-- Data for this exercise follows --

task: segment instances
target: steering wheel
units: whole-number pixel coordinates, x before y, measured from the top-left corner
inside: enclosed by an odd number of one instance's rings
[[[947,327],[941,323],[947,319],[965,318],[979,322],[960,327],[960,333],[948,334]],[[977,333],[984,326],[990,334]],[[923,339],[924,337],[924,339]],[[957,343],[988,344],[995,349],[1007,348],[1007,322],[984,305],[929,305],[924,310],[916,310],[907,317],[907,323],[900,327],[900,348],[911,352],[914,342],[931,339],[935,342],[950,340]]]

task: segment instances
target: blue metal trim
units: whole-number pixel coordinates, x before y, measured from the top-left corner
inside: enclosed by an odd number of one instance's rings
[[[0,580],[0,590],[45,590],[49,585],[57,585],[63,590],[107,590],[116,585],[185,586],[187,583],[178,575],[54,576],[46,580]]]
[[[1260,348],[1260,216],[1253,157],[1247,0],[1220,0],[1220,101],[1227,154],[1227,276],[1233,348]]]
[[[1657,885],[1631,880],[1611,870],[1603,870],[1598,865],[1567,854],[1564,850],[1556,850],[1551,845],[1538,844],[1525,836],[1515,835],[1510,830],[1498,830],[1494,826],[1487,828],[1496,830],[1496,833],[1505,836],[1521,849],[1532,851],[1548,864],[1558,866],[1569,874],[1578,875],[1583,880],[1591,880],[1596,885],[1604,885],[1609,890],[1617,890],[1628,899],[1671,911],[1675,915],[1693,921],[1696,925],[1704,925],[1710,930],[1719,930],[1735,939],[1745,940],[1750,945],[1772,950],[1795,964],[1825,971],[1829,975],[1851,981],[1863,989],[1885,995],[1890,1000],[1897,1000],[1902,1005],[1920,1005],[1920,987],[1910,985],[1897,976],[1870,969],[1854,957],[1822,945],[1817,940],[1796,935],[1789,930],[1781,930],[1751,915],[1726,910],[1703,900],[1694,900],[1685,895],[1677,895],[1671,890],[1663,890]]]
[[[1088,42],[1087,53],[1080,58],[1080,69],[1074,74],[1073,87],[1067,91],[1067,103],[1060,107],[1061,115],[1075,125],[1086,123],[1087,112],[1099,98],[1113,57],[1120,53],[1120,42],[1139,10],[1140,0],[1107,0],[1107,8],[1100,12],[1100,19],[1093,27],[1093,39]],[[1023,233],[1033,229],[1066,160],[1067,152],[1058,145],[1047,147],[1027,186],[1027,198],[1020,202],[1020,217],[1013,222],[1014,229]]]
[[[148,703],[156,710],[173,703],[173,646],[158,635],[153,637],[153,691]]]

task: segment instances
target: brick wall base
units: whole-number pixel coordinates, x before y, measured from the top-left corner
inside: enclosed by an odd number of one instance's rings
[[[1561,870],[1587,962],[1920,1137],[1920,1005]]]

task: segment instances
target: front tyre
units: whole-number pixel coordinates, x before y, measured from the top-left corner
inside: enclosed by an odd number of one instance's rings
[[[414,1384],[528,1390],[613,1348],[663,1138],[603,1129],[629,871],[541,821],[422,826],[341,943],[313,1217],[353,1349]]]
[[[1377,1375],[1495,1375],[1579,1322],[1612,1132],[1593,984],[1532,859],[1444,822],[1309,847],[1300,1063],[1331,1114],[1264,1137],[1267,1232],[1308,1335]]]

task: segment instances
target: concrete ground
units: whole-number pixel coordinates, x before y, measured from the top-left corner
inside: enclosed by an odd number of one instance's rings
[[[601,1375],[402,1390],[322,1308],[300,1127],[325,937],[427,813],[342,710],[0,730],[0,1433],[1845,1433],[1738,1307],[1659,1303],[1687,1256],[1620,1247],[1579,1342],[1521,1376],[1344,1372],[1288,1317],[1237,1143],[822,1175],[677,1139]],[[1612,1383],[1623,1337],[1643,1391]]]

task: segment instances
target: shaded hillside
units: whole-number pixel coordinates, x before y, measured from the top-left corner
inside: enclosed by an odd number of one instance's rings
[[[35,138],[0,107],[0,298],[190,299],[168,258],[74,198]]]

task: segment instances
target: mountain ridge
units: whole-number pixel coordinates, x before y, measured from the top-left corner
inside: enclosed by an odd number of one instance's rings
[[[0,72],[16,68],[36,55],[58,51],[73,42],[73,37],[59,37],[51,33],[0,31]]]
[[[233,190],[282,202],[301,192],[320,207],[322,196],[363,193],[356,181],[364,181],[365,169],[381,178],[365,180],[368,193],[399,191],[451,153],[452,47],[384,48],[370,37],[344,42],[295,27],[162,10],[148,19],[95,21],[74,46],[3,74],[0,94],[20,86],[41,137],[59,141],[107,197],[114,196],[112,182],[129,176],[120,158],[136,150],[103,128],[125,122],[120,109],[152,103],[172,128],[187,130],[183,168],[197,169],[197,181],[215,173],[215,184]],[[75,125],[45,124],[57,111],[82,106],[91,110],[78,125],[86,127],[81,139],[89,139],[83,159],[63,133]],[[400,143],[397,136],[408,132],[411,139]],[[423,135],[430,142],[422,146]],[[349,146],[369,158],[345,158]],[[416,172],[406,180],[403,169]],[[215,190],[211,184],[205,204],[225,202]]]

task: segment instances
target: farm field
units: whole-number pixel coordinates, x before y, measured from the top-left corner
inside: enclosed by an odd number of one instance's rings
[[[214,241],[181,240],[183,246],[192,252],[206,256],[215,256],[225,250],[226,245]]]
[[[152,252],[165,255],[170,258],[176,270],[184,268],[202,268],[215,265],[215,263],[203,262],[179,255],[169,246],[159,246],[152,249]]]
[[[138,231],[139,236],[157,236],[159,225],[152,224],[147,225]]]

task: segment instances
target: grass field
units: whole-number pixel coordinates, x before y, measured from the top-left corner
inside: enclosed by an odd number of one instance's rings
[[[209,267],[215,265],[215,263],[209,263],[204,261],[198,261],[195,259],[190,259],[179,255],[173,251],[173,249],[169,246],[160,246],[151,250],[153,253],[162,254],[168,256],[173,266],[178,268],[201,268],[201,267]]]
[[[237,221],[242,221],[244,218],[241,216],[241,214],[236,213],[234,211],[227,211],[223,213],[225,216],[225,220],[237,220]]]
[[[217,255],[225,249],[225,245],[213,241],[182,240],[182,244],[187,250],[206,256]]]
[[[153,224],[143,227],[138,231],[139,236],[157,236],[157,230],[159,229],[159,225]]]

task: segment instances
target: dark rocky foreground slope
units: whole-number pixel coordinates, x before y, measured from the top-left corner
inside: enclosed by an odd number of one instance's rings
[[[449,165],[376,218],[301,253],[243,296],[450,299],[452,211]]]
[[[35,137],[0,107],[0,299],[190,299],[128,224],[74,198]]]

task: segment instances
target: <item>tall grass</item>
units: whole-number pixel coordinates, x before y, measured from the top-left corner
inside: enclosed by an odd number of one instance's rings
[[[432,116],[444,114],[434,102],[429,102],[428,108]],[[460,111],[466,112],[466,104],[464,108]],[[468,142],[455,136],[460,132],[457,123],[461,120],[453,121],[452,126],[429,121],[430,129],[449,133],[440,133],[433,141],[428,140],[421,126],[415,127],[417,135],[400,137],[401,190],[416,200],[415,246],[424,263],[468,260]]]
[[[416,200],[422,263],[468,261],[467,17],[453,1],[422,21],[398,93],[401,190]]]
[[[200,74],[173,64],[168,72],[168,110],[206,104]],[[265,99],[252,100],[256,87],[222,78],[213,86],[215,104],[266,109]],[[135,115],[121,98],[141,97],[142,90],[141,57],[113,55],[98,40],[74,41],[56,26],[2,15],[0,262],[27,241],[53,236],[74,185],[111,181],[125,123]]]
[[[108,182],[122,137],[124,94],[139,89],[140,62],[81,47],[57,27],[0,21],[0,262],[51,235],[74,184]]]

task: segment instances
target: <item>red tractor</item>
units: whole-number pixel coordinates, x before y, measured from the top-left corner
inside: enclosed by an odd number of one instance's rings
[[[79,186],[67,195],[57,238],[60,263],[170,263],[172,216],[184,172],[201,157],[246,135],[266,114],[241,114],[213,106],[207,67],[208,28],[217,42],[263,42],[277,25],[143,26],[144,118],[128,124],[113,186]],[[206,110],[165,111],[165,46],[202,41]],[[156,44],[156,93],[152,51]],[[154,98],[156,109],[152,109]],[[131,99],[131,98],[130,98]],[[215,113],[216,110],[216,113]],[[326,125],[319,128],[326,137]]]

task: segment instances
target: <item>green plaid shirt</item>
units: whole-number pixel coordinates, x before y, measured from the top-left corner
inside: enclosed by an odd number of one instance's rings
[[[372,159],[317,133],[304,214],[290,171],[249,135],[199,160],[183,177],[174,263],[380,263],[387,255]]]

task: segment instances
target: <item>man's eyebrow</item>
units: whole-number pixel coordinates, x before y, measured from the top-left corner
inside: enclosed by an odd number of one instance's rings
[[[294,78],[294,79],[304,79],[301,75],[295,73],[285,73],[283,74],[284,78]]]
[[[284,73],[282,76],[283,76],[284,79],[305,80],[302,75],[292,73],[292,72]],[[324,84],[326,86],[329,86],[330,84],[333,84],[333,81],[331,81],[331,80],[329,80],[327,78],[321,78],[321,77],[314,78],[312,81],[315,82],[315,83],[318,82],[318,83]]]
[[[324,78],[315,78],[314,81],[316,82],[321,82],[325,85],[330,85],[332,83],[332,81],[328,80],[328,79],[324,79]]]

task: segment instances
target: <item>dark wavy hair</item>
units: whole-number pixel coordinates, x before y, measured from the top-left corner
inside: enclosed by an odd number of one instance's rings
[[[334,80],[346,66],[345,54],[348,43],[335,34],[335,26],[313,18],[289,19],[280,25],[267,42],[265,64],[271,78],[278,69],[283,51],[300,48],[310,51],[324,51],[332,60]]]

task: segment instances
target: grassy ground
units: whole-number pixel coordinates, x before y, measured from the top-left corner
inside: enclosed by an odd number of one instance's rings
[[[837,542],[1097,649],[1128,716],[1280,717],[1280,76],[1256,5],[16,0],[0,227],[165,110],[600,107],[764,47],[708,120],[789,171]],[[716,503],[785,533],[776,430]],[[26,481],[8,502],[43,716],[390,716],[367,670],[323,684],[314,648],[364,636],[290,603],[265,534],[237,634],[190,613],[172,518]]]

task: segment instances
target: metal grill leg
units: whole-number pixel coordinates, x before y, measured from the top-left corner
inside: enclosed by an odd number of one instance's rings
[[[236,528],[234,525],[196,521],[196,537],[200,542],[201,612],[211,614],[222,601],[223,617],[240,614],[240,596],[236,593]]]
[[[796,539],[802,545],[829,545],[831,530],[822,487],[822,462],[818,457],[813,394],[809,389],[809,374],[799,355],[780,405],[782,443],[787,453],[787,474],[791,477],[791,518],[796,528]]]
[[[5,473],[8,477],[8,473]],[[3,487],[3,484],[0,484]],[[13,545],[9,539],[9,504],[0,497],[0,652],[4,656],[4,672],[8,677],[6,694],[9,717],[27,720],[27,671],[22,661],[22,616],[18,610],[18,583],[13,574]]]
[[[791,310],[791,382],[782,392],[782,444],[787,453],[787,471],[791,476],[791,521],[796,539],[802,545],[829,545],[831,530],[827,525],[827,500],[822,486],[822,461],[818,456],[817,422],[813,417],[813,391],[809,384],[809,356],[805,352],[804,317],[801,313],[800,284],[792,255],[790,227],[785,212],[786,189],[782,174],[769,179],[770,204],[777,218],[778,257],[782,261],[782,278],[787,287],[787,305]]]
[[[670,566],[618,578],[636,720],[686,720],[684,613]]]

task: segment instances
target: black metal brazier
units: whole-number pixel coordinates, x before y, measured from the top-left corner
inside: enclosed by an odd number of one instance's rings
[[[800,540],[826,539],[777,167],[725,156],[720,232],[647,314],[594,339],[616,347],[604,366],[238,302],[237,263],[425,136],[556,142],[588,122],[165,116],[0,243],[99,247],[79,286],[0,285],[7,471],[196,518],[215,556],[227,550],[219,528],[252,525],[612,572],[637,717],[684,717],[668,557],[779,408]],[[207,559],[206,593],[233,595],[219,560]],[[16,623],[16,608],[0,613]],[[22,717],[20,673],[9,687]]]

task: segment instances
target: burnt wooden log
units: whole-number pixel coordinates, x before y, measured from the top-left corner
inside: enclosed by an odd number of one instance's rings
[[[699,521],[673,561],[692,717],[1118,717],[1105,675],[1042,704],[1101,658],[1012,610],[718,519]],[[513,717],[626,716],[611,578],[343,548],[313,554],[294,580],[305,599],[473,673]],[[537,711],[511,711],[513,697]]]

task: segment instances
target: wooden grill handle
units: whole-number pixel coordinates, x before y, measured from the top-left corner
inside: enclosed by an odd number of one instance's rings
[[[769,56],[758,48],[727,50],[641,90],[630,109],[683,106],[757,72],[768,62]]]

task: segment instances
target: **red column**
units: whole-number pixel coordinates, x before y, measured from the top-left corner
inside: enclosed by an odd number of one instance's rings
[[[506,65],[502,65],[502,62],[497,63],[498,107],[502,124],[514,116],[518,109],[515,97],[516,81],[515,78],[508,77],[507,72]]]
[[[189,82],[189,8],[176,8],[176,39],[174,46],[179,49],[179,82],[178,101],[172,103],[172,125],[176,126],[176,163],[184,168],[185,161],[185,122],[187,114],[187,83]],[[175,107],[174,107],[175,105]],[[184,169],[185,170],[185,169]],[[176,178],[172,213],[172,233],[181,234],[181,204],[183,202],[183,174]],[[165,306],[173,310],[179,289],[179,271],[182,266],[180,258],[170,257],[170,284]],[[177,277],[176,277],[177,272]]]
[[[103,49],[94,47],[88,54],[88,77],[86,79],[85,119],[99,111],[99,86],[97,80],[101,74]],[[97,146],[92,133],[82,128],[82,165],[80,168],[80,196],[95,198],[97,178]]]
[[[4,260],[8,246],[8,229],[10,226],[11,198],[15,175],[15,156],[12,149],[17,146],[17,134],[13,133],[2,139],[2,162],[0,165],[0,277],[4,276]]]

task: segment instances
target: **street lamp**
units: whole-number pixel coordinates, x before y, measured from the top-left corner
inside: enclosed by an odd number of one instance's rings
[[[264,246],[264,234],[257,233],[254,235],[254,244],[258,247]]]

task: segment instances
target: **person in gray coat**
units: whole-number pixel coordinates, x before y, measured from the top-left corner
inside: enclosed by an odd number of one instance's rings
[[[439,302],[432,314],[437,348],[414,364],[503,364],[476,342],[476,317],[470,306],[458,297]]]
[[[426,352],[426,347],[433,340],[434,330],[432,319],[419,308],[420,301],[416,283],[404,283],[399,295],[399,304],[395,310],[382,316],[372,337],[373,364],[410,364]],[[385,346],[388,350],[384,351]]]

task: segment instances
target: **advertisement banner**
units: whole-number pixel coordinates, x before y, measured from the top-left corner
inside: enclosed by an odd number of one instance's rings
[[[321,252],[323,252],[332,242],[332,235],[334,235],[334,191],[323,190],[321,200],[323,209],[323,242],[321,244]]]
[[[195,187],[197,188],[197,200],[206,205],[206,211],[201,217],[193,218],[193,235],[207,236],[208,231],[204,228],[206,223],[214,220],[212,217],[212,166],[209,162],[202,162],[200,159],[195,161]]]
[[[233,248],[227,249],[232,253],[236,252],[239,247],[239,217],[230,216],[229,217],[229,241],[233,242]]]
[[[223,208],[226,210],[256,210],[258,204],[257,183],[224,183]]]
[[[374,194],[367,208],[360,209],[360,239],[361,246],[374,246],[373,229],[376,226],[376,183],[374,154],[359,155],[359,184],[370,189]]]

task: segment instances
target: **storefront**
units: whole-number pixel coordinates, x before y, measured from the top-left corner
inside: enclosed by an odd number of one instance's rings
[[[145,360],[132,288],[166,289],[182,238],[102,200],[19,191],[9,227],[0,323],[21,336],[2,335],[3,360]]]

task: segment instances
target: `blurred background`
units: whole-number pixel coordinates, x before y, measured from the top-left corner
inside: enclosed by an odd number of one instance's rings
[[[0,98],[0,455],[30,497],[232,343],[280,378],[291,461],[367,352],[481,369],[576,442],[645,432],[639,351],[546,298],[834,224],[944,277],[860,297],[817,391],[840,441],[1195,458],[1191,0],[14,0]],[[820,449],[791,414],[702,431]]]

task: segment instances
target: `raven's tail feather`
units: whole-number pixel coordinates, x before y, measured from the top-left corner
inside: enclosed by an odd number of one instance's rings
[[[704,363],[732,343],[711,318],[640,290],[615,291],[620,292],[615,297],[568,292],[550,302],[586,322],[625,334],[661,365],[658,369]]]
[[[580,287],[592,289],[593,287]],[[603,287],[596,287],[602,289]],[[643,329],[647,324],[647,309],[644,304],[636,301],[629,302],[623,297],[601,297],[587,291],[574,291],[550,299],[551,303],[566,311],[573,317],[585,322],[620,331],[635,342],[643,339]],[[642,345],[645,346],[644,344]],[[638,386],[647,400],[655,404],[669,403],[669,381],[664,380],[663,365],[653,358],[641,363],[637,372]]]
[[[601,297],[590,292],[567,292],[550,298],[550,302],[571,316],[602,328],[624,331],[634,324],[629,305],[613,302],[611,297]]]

-- Data for this exercise concluded --

• _What you need to do_: Where a line of the records has the string "item", copy that line.

• _Solution_:
target: <item>tall grass</item>
target: <item>red tractor</item>
target: <item>green plaid shirt</item>
target: <item>man's eyebrow</item>
target: <item>dark wavy hair</item>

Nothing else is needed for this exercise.